(Work order): Give the count of lines in the records below that contain "ridge", with no other words.
═════ Information provided
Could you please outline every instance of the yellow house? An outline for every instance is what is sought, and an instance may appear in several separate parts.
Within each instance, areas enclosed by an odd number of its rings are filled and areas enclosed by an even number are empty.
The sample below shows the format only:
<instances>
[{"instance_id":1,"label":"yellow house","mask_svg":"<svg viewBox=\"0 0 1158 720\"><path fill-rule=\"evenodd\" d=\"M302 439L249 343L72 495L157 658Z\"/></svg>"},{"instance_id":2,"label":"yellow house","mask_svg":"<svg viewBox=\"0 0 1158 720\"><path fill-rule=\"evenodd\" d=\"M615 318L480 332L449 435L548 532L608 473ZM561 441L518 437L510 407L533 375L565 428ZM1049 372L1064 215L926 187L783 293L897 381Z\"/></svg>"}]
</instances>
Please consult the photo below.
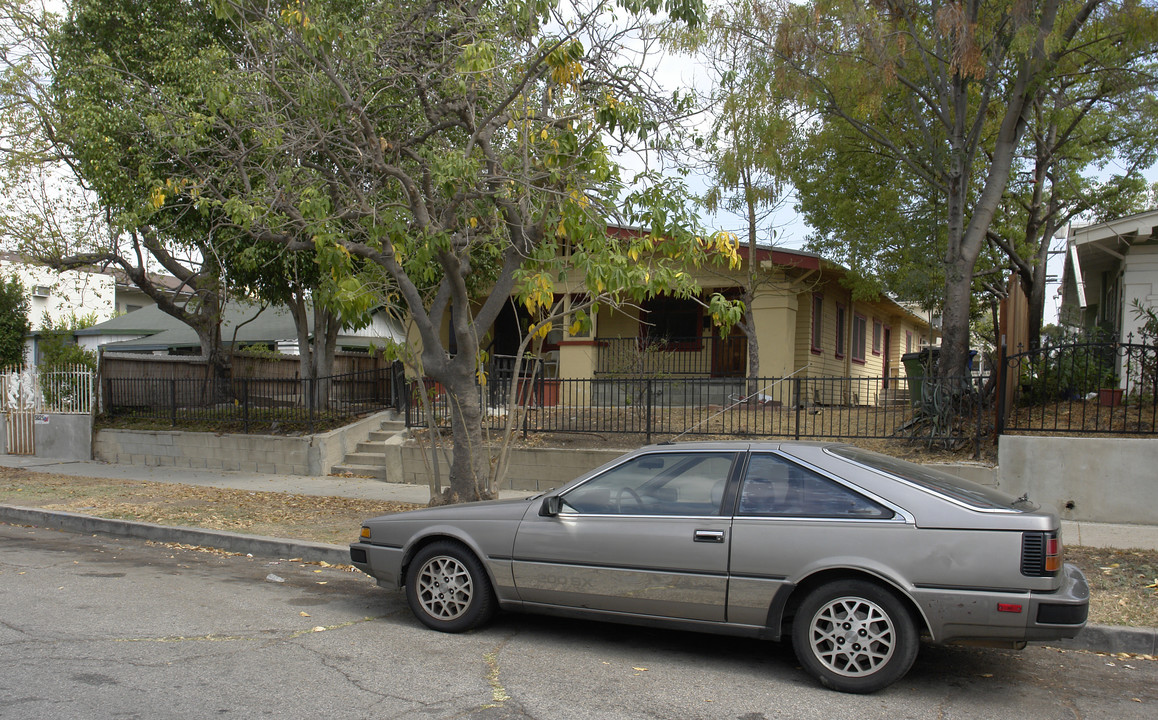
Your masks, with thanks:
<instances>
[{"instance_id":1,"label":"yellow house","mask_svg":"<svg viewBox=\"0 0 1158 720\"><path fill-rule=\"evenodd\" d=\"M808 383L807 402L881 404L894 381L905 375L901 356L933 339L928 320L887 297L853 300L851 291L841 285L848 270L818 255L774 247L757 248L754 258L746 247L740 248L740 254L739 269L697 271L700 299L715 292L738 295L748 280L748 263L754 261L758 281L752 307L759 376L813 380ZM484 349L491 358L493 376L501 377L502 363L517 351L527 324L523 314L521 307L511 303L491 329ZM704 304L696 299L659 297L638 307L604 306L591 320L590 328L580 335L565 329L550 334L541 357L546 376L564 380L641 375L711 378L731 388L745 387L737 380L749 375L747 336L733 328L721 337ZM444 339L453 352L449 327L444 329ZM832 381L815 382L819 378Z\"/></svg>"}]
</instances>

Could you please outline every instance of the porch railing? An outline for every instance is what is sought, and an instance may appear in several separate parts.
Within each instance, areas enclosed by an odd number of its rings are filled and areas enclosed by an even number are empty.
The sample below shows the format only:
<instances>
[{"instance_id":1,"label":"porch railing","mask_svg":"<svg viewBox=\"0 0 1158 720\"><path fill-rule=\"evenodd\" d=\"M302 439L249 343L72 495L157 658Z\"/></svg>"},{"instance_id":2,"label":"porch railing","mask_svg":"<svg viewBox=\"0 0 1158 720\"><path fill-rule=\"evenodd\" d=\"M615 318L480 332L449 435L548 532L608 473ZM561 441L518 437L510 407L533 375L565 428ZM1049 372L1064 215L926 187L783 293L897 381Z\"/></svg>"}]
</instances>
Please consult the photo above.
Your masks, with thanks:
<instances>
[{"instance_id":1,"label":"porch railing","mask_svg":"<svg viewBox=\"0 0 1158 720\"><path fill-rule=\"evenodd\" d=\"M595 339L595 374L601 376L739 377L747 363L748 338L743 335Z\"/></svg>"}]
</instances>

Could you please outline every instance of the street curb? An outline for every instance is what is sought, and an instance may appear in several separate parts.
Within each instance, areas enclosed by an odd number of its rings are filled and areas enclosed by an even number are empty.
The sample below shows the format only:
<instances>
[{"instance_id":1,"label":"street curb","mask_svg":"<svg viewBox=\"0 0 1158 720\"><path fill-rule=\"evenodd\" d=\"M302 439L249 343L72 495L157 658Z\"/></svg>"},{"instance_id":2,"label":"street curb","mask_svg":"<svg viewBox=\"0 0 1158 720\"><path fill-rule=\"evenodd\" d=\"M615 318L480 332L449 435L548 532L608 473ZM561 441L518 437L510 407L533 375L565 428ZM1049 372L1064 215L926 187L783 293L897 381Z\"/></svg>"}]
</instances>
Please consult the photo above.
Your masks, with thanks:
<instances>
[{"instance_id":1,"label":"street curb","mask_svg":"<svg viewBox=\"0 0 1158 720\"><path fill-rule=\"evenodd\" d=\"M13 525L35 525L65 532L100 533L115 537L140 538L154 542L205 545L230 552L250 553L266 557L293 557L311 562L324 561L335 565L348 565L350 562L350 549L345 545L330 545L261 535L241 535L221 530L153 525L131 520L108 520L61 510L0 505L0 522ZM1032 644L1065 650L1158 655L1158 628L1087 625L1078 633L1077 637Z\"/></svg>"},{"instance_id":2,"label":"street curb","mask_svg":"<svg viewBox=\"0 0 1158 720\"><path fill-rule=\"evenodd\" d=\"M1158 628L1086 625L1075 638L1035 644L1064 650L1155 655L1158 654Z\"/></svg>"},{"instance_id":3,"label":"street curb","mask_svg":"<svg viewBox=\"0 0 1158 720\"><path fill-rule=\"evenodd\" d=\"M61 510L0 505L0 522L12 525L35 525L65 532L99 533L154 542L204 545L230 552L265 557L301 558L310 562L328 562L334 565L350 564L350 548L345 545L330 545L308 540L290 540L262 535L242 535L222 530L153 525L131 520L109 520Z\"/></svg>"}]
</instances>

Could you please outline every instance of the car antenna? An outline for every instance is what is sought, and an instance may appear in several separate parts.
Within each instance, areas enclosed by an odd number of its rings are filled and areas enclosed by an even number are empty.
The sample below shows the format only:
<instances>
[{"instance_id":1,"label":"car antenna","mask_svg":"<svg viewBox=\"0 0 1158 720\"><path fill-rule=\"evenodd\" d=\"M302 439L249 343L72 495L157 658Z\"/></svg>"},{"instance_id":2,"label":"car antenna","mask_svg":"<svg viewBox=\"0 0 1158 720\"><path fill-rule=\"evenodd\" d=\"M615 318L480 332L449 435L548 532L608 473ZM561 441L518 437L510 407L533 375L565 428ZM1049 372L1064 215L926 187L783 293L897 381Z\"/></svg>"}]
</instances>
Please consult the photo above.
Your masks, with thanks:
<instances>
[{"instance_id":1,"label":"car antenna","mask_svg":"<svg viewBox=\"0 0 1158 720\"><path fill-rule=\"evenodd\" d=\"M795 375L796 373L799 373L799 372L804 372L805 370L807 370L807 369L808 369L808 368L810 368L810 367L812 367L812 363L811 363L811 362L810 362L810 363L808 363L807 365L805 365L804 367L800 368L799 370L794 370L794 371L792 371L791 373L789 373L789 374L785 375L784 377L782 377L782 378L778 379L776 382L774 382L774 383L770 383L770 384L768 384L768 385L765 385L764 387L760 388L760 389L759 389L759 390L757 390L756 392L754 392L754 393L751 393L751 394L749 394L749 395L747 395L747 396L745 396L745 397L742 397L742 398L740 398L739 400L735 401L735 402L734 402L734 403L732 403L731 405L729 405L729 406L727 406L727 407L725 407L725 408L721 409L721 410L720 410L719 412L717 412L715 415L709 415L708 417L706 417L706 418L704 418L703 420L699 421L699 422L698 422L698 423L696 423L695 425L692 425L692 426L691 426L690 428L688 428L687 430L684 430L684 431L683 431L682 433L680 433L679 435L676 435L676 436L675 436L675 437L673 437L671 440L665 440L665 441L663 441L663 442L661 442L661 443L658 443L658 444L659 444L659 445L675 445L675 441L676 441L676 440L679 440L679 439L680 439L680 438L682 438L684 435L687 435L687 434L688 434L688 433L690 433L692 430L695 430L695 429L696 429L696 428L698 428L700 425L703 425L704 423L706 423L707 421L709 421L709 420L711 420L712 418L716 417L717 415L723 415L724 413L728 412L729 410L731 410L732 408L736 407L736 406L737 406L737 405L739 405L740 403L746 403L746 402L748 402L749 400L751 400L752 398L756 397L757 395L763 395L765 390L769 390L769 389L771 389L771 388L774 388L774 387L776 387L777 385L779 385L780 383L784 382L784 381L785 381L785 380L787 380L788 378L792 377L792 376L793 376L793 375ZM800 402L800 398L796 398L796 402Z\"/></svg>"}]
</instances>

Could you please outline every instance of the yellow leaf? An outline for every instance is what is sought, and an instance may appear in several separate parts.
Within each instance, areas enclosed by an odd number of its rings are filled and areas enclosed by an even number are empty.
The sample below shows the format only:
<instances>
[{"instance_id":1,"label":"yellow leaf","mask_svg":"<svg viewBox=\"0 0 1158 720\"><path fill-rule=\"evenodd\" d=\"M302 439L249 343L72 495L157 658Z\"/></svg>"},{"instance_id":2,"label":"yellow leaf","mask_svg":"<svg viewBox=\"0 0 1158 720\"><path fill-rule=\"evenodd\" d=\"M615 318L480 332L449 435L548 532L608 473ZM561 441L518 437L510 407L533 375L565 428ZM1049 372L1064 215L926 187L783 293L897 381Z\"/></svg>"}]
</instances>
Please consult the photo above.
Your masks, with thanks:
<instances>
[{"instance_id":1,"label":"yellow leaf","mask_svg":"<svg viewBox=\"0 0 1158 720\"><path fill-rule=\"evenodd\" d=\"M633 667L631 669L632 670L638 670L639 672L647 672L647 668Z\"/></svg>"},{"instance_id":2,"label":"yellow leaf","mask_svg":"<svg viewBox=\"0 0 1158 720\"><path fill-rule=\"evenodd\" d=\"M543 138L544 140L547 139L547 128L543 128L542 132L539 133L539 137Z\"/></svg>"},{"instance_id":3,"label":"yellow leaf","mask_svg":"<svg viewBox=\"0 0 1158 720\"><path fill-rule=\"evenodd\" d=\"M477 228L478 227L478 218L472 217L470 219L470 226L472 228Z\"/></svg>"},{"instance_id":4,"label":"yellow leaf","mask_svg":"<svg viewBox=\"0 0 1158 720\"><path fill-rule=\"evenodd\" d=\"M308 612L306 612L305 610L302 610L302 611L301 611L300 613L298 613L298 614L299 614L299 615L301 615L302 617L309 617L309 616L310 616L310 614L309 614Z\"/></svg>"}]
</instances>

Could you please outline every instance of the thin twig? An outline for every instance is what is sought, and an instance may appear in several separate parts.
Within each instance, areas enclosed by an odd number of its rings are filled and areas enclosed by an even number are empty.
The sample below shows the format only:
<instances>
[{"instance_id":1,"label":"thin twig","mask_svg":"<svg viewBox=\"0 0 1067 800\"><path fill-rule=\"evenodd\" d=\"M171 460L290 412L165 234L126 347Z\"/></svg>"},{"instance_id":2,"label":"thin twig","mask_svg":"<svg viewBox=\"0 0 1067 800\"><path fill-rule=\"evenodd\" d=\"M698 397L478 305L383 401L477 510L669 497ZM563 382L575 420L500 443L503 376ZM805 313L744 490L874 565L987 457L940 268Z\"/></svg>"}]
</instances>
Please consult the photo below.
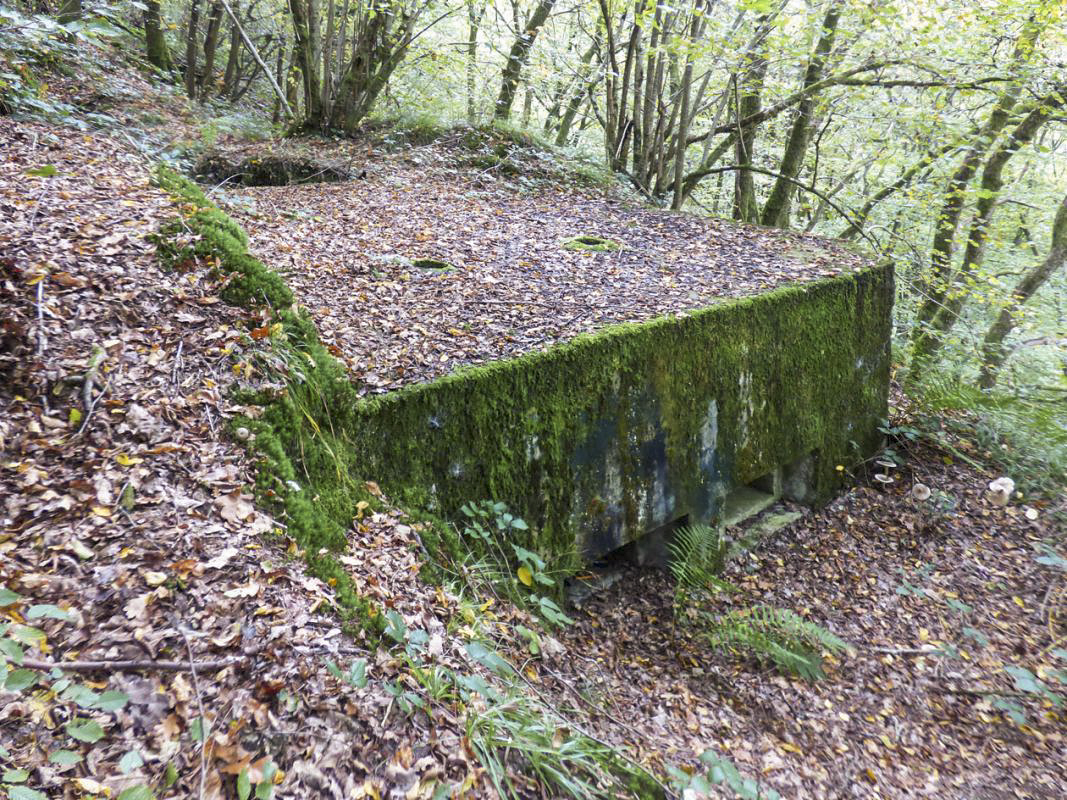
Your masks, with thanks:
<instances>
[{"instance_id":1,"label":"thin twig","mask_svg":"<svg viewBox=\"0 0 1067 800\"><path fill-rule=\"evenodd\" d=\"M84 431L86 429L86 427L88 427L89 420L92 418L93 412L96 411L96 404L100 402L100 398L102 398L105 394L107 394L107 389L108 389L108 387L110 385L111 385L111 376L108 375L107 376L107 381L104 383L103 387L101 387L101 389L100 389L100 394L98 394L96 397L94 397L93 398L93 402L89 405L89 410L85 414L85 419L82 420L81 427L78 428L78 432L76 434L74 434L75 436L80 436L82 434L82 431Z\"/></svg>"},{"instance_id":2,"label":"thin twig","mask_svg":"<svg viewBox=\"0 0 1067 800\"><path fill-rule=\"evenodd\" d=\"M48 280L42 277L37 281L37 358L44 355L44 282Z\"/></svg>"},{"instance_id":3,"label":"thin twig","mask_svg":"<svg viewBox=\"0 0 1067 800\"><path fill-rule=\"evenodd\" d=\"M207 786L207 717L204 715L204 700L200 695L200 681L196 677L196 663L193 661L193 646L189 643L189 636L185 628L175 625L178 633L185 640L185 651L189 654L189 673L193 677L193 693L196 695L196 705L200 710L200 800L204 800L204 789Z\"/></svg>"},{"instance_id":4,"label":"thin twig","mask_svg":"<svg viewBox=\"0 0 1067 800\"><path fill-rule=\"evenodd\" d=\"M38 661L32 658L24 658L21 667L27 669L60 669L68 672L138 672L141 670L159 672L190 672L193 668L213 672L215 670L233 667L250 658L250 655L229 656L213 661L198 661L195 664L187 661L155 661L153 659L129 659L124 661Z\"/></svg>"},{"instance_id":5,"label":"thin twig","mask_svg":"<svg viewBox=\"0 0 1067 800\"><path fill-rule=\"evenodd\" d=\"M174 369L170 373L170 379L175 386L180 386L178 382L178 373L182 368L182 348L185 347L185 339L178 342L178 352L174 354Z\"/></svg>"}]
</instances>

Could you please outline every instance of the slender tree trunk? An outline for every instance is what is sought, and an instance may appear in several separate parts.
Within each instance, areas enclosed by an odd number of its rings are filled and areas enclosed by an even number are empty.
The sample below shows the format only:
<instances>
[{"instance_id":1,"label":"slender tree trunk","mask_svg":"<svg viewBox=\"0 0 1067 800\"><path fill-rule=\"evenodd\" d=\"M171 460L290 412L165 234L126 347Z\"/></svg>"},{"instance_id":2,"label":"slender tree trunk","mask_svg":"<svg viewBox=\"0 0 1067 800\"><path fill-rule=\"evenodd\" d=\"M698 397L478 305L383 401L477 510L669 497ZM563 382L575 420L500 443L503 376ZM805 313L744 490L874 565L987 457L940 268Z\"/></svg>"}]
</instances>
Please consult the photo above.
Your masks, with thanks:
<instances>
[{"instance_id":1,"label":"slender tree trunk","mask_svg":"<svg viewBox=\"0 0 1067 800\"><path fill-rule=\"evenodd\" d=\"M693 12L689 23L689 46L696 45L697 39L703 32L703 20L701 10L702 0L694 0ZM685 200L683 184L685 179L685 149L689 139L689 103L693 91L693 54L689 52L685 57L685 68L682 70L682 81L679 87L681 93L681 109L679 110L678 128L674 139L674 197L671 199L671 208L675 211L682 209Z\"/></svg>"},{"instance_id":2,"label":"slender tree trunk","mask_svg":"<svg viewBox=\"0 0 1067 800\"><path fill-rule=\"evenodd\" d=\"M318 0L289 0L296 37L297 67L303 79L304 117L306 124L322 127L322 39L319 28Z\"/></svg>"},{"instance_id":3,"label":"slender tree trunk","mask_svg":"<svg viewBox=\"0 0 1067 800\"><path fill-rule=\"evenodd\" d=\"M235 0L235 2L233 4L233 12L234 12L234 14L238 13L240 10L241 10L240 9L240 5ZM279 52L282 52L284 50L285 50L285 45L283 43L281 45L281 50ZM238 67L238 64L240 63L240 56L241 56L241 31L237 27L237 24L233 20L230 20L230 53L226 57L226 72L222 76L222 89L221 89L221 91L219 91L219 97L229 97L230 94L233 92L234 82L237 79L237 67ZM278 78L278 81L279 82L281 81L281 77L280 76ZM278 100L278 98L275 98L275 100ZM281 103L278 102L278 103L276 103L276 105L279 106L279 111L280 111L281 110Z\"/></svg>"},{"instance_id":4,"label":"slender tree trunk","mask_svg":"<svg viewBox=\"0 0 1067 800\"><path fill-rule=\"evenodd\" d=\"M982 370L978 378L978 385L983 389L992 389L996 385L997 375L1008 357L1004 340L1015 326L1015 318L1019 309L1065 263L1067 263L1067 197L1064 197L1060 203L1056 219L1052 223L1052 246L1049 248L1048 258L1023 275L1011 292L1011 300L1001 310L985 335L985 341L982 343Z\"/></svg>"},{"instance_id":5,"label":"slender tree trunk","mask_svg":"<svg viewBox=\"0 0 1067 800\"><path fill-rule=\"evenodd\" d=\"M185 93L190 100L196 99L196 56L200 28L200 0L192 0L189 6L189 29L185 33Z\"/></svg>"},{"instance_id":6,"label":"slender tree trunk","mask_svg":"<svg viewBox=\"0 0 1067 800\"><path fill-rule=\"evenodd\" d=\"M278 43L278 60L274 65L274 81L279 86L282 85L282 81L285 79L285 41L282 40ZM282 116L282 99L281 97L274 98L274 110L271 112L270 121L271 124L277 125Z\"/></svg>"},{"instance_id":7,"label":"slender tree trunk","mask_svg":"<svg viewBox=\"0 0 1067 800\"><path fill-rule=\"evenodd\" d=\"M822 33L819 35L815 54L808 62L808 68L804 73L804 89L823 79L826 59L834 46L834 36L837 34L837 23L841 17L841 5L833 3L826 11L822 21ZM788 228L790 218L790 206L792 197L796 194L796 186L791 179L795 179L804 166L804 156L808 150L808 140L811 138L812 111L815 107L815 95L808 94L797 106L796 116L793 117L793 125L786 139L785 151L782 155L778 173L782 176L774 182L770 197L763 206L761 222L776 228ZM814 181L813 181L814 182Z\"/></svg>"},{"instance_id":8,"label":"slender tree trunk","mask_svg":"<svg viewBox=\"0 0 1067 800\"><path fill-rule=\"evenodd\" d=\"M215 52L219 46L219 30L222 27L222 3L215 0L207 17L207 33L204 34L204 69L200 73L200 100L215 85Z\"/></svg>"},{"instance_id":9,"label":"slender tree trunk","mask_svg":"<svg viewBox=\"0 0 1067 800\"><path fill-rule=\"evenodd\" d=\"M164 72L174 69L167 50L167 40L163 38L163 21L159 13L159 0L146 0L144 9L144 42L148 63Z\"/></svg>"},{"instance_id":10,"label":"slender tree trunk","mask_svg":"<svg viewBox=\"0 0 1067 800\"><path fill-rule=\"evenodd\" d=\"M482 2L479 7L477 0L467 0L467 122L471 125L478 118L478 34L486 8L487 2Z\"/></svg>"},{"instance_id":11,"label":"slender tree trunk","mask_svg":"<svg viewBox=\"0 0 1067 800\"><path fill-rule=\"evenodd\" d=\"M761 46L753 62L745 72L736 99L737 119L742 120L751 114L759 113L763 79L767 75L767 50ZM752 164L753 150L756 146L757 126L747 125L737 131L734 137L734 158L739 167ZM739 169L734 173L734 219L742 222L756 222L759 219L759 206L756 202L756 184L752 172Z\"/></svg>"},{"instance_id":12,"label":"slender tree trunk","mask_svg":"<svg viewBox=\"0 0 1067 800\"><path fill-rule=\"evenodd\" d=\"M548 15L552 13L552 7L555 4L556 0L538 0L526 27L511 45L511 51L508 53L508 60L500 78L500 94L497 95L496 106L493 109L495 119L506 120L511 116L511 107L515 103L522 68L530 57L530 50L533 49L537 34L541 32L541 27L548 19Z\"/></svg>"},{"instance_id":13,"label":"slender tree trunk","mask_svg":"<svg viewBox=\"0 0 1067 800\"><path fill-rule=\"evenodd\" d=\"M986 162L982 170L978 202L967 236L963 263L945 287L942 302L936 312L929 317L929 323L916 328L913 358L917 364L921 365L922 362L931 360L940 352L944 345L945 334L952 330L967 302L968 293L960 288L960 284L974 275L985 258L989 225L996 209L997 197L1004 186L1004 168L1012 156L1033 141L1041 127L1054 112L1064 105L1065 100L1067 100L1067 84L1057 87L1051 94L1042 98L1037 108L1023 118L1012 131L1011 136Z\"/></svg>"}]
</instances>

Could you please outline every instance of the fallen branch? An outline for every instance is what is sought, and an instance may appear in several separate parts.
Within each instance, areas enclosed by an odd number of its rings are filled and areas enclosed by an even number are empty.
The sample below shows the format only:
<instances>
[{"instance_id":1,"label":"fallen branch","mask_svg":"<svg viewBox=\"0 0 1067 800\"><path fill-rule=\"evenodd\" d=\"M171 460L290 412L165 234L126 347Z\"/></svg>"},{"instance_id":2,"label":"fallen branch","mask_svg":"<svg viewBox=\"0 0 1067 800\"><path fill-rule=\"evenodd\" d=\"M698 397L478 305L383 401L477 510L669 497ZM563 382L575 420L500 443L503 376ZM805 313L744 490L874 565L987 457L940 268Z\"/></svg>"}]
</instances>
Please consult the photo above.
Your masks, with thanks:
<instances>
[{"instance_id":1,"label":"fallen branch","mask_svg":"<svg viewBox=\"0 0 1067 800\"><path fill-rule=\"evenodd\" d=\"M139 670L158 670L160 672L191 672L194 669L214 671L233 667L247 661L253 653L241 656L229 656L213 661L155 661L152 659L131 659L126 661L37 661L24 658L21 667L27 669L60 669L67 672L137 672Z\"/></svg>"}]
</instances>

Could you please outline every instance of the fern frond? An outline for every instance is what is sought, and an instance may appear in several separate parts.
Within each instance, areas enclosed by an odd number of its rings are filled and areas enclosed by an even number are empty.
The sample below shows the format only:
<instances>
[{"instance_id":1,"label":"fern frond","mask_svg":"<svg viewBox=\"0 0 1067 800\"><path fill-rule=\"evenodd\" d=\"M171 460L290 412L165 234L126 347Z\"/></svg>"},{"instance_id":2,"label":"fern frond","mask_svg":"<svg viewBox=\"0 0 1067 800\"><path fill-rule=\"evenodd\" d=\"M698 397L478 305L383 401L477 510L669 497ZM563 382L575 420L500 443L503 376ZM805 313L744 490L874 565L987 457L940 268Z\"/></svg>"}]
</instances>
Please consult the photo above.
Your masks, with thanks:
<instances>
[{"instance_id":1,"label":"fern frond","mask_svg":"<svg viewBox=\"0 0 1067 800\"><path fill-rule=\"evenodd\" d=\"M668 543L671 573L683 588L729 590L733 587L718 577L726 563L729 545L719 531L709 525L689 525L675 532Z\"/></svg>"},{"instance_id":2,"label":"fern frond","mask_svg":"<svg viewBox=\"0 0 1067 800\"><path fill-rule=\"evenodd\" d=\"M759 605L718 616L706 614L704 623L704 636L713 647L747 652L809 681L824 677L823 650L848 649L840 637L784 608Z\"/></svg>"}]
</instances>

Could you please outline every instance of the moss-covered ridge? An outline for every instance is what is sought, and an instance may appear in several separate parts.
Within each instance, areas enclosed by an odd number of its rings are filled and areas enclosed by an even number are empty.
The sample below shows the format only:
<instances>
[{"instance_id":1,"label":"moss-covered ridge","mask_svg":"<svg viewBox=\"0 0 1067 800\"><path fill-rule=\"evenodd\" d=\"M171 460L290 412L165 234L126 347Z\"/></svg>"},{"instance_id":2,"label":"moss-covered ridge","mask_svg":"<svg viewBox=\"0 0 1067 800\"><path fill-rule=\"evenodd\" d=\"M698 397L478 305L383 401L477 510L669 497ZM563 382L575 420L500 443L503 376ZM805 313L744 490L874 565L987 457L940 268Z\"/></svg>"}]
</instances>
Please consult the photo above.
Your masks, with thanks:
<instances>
══════════
(Reply to the task): 2